» **Provided passage**:
%%
For most of its history the Reserve Bank of India set interest rates by a mixture of statute, convention and ministerial nudge, with no legally binding objective to anchor it. That changed with the Finance Act, 2016, which inserted Chapter III-F (Sections 45U to 45ZN) into the Reserve Bank of India Act, 1934 and gave India a statutory flexible inflation targeting regime. The framework converts an abstract mandate of price stability into a concrete number notified in the Official Gazette, hands the rate-setting decision to a six-member Monetary Policy Committee, and builds in legally enforceable accountability if the target is missed. This chapter explains the architecture provision by provision, situates it against the older administered-rate model, and maps the constitutional and statutory limits the courts have placed on the RBI's regulatory power. For the institutional backdrop see our note on the establishment of the RBI and the broader Banking Regulation Act and RBI Act hub.
From administered rates to statutory inflation targeting
Until 2016 the RBI conducted monetary policy under the general rubric of its preamble objective — to operate the currency and credit system of the country to its advantage — together with the bank-rate power in Section 49 and its open-market and reserve powers under the RBI Act and the Banking Regulation Act, 1949. There was no single, legally fixed objective; the Bank pursued multiple indicators (the so-called multiple-indicator approach) and the policy stance was negotiated informally with the Government. The intellectual shift began with the Report of the Expert Committee to Revise and Strengthen the Monetary Policy Framework (the Urjit Patel Committee, 2014), which recommended that the RBI adopt the Consumer Price Index as its nominal anchor and target a headline number.
%%
» **Dataset**:
%%
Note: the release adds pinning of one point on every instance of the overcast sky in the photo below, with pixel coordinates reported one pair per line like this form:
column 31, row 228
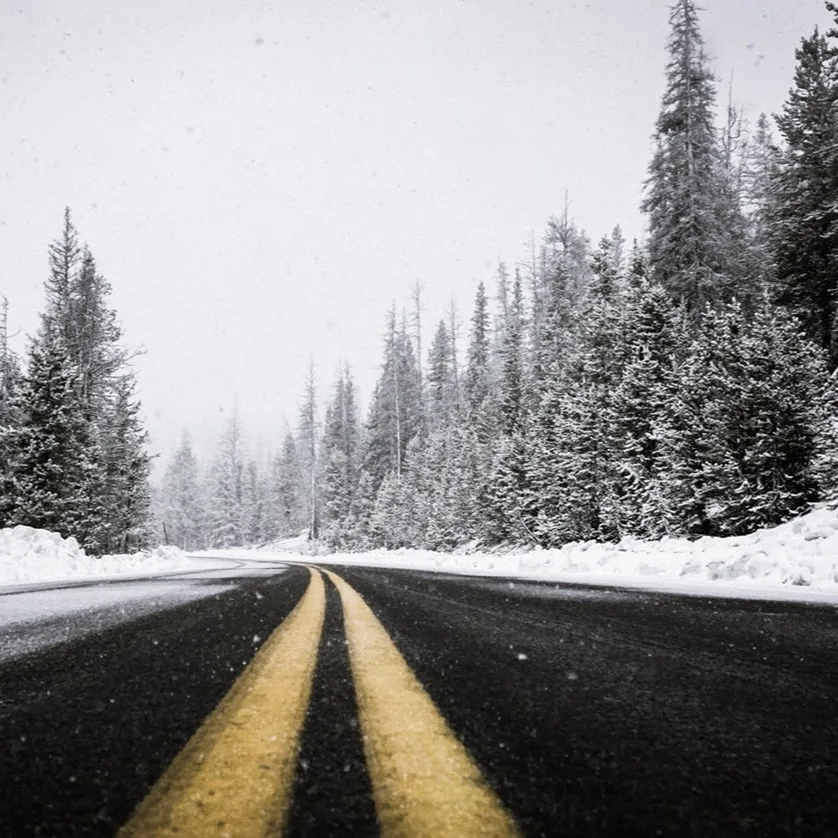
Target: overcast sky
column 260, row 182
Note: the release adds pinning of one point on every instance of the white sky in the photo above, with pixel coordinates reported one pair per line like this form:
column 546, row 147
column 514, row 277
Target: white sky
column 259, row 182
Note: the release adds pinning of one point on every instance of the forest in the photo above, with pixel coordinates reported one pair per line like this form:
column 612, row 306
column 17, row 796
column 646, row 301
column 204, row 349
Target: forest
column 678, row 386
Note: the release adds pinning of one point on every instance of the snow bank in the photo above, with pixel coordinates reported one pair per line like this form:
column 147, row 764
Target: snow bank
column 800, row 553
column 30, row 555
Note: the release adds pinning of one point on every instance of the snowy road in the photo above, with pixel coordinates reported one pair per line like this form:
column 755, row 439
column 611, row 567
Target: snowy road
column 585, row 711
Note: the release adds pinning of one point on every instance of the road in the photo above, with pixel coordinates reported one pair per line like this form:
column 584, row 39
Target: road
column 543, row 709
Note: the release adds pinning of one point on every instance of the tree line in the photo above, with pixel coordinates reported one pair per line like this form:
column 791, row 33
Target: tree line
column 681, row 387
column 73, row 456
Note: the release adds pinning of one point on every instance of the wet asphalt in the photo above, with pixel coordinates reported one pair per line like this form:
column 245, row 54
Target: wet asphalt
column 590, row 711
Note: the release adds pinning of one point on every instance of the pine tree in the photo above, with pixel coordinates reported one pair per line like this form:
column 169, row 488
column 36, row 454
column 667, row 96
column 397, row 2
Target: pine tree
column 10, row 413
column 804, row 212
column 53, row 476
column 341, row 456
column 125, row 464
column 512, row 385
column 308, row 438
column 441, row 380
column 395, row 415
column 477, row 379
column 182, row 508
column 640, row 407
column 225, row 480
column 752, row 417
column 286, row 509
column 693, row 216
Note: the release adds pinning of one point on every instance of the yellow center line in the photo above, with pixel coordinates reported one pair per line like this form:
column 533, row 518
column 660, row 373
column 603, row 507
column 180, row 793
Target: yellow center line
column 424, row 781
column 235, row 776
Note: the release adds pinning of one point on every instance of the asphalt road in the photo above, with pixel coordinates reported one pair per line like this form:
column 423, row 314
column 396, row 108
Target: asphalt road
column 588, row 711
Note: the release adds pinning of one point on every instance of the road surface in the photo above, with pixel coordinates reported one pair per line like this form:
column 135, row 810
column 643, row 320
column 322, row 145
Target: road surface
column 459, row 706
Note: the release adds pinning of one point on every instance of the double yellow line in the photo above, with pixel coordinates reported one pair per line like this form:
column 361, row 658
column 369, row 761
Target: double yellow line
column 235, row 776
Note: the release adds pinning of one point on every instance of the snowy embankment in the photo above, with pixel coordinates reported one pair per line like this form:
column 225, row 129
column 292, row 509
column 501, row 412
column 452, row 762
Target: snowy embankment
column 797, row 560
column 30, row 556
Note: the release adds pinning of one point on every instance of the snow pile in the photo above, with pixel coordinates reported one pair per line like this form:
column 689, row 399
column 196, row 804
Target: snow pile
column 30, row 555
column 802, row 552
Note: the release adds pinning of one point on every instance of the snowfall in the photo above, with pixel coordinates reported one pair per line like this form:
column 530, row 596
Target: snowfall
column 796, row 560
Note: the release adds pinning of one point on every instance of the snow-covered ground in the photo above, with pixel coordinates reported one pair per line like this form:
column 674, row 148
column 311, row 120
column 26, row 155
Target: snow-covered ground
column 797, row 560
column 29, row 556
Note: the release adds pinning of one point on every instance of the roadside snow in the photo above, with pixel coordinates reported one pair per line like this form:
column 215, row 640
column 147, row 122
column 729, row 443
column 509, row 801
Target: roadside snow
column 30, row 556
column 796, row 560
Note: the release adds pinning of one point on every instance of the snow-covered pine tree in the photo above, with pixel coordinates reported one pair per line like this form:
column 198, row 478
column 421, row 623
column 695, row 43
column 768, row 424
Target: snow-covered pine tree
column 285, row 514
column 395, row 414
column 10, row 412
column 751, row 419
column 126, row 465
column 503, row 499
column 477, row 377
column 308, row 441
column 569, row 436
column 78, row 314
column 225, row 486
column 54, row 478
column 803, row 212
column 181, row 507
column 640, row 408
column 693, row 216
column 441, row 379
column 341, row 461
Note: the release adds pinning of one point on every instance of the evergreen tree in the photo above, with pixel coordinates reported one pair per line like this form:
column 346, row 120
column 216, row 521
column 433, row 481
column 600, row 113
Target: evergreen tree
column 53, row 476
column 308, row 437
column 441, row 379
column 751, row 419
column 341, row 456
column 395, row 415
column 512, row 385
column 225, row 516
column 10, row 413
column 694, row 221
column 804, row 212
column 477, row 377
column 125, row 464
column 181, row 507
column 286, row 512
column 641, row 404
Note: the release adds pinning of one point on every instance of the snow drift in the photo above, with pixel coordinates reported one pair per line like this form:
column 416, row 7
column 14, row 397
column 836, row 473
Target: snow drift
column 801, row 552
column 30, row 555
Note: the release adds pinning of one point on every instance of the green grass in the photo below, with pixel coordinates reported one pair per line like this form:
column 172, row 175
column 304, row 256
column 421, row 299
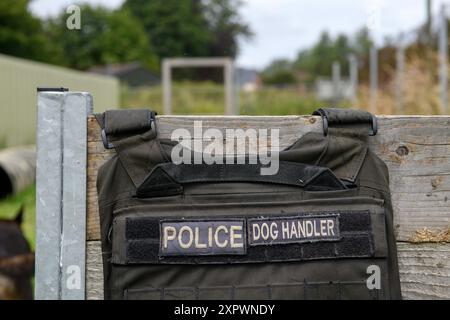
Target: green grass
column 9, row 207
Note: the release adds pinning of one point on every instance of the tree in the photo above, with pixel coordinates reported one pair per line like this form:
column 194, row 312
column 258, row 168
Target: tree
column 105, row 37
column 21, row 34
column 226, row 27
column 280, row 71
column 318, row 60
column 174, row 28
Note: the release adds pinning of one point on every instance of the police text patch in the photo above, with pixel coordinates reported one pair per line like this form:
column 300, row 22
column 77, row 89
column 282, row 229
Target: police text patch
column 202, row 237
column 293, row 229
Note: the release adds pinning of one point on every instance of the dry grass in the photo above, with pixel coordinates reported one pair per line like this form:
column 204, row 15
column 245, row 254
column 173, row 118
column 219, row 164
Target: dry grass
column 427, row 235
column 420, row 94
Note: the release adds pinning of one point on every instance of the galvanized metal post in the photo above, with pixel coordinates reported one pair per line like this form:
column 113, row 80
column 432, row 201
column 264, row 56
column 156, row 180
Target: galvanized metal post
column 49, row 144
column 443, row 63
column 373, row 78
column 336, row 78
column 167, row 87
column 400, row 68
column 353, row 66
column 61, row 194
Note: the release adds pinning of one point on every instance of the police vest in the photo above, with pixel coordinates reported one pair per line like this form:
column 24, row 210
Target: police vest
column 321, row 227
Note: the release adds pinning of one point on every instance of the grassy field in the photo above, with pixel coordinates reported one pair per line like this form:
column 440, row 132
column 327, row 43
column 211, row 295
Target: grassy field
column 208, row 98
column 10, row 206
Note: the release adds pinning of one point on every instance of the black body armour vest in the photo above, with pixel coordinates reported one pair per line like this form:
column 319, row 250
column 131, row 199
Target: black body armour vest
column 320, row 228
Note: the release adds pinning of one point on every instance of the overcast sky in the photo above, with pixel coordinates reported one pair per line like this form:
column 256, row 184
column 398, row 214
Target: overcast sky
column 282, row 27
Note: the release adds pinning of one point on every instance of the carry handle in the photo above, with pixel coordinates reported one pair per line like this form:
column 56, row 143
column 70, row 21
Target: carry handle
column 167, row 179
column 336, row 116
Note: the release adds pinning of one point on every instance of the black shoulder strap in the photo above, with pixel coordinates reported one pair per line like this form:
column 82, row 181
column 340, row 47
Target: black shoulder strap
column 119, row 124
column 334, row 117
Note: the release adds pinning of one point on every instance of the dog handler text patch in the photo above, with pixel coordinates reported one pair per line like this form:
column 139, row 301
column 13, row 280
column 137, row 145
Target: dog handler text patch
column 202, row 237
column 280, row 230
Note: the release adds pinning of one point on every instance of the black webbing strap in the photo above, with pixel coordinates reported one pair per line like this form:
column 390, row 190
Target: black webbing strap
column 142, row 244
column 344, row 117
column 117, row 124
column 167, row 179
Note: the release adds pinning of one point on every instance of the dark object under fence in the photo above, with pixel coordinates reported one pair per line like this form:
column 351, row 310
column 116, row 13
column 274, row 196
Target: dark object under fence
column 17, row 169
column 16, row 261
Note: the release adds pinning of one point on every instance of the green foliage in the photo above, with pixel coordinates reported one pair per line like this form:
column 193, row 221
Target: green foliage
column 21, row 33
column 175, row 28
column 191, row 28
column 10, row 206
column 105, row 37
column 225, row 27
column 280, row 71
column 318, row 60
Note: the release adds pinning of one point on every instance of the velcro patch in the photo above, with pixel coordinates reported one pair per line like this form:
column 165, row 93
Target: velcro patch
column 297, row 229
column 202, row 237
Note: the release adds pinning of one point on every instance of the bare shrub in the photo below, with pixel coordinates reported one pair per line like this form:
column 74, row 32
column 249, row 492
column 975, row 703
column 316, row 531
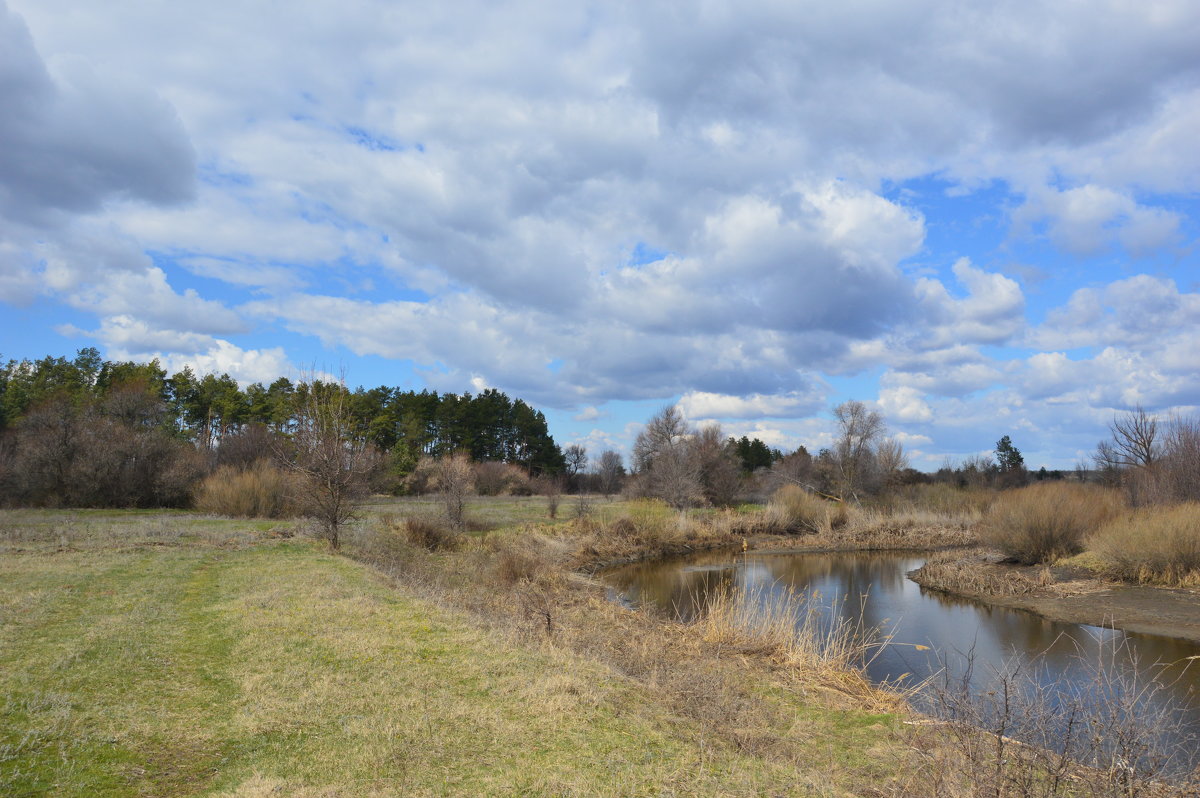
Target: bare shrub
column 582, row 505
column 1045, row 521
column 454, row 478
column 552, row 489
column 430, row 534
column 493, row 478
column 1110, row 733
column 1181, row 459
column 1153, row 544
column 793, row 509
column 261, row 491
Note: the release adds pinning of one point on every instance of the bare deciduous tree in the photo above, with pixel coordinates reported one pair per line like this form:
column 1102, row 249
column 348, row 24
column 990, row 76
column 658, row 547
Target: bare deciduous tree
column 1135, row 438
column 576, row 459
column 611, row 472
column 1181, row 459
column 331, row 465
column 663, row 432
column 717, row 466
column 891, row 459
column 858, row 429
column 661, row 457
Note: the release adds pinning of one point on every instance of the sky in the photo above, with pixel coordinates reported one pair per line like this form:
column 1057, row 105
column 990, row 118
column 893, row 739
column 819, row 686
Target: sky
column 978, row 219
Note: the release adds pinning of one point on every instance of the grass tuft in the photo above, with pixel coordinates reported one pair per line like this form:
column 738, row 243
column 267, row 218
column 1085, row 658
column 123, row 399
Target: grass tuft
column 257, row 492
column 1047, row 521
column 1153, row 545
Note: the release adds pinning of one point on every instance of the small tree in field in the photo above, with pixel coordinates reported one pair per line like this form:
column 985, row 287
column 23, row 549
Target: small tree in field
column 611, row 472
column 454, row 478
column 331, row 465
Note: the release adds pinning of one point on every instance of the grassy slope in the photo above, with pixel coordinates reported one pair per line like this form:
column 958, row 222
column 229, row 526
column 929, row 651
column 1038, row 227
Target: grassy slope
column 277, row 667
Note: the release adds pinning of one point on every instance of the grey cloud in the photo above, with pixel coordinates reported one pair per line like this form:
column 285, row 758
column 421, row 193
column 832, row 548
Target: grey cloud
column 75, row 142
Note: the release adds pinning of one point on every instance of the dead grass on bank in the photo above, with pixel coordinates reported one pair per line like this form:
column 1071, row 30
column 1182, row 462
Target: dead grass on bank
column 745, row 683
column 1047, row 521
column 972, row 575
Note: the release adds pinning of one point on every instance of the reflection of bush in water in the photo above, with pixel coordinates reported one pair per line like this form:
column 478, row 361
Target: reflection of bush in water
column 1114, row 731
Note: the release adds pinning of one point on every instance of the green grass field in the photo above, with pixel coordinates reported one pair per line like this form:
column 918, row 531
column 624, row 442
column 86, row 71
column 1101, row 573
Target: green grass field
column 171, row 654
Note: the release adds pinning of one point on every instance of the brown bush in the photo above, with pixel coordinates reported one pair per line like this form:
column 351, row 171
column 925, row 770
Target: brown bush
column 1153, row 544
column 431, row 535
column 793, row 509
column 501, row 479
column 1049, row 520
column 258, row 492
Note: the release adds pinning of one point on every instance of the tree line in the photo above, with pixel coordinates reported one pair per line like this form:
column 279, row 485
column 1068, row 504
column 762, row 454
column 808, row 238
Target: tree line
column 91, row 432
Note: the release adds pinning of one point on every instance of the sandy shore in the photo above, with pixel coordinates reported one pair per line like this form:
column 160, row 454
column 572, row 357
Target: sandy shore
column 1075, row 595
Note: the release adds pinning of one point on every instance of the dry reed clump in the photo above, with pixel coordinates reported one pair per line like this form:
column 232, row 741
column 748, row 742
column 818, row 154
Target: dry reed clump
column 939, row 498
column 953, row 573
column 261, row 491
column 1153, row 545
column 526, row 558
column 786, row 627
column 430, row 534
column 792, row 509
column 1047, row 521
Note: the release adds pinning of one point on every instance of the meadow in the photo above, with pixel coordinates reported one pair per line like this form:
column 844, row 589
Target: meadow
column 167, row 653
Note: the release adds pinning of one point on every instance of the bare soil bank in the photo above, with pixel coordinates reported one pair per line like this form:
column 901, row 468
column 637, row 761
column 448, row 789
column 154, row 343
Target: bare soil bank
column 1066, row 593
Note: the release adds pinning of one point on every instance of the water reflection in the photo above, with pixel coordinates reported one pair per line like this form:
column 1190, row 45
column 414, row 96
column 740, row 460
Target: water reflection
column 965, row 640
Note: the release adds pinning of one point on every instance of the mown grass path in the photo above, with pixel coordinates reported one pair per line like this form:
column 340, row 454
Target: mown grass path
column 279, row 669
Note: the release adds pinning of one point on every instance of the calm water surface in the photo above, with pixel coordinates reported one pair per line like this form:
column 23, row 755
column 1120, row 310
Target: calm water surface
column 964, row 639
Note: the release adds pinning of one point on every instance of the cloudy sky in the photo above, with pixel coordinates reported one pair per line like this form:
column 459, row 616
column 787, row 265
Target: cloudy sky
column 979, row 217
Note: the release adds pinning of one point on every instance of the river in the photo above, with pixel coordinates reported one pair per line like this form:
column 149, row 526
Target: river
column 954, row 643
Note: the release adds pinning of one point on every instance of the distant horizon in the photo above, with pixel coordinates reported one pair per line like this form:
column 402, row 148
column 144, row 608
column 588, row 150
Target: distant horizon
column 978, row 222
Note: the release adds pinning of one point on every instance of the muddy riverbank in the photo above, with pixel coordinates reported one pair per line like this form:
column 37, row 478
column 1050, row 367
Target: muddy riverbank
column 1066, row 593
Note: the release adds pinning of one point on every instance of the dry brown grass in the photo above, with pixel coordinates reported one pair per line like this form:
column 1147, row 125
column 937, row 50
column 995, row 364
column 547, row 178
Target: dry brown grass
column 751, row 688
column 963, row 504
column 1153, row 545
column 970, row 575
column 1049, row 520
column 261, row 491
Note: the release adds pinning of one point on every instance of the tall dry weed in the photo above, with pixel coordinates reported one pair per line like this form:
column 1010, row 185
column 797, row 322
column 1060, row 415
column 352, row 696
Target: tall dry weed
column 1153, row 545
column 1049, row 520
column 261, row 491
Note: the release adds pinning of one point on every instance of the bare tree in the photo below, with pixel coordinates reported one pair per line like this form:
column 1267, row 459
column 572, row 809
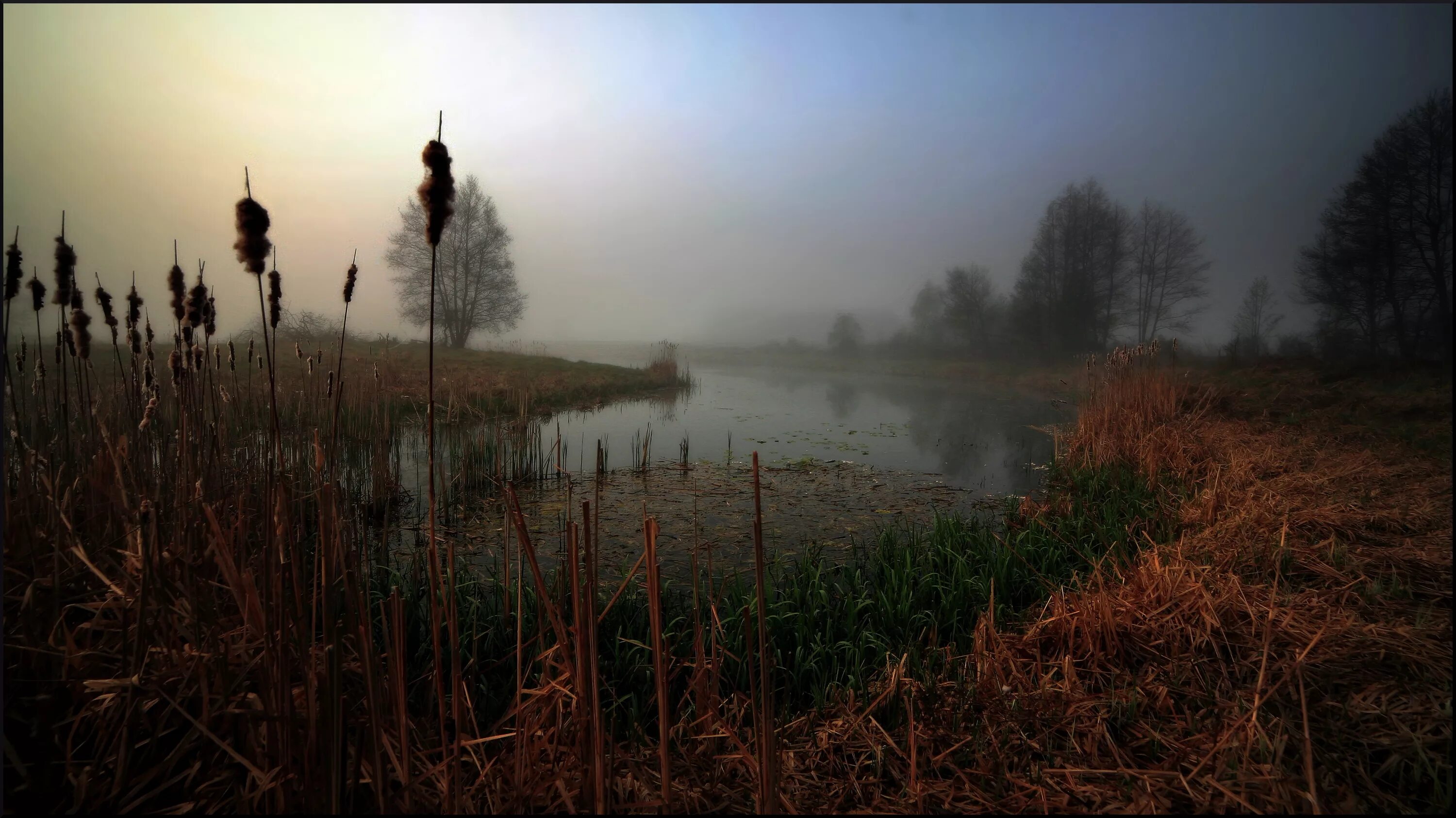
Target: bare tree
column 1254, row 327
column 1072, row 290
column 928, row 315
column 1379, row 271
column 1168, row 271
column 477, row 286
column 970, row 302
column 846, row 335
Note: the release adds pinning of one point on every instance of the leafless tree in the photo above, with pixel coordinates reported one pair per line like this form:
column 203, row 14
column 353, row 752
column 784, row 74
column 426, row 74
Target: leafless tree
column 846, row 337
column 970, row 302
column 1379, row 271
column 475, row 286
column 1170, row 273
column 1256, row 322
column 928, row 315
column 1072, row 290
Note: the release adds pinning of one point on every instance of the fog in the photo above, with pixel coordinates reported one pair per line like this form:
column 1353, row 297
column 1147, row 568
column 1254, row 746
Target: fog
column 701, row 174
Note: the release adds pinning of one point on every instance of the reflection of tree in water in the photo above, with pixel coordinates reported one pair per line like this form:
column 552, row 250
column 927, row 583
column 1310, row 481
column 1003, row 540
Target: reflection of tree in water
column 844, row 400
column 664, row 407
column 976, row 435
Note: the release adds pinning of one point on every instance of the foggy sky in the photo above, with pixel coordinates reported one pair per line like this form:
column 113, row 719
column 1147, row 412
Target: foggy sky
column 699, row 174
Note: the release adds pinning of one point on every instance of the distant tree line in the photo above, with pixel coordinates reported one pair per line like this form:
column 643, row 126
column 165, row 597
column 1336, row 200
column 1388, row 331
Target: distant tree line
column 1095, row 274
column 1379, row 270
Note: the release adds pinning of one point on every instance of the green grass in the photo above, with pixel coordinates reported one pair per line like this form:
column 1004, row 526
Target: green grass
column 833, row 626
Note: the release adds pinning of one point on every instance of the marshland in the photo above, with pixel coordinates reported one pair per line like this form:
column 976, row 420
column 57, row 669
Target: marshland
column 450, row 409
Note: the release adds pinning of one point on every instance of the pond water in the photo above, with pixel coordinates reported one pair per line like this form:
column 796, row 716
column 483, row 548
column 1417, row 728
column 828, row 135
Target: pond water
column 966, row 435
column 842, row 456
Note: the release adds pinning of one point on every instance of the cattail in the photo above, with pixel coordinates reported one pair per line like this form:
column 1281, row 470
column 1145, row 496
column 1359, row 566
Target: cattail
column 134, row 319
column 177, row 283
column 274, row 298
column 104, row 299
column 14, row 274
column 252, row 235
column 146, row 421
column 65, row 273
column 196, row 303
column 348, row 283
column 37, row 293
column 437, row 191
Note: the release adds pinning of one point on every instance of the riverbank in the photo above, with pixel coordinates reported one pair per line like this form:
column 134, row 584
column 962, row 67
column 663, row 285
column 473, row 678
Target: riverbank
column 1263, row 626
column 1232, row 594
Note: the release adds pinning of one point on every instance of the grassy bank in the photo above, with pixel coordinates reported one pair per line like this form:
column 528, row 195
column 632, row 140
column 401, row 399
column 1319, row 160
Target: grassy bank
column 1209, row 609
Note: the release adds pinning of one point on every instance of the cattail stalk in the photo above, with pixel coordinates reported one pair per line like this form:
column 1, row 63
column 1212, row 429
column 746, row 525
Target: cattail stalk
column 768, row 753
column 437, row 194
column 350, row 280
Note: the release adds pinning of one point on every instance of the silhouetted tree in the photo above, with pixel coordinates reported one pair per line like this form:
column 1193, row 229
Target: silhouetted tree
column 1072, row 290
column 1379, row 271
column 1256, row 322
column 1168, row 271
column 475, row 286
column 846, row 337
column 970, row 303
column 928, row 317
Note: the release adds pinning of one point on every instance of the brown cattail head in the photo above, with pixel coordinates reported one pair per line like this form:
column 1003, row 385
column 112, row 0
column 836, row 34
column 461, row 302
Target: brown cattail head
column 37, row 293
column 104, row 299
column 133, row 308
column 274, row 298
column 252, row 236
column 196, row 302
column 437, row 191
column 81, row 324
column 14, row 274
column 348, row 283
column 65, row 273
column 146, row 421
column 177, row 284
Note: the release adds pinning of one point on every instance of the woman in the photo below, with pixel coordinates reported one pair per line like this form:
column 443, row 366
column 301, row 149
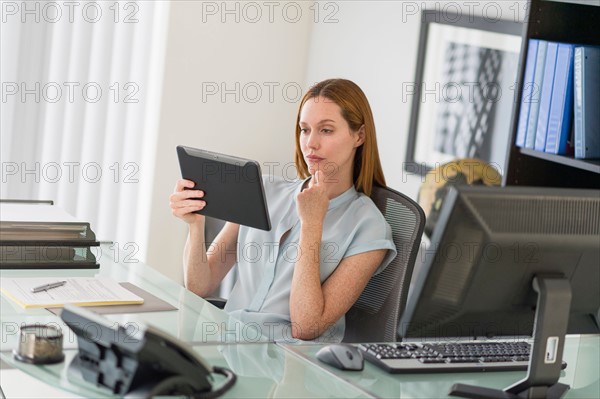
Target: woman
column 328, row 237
%%
» **Required tasks**:
a: According to the passage on India's inflation targeting framework, which legislation inserted Chapter III-F into the Reserve Bank of India Act, 1934?
b: Reproduce the rows verbatim, starting at the line that contains "the dry grass" and stopping after the line that contains "column 321, row 227".

» **Task-by-task results**:
a: The Finance Act, 2016.

b:
Note: the release adds pinning of one point on every instance of the dry grass in the photo above, with pixel coordinates reported one pair per line like this form:
column 204, row 15
column 245, row 254
column 173, row 118
column 219, row 164
Target: dry grass
column 427, row 235
column 420, row 94
Note: the release adds pinning of one point on every instance of the galvanized metal post in the photo above, with pixel coordinates reported one pair per line like this form:
column 113, row 80
column 432, row 201
column 264, row 56
column 156, row 180
Target: galvanized metal post
column 49, row 144
column 443, row 63
column 373, row 78
column 336, row 78
column 167, row 87
column 400, row 68
column 353, row 66
column 61, row 194
Note: the release adds pinning of one point on every instance of the police vest in the photo above, with pixel coordinates reported one pair per line like this form:
column 24, row 210
Target: police vest
column 321, row 227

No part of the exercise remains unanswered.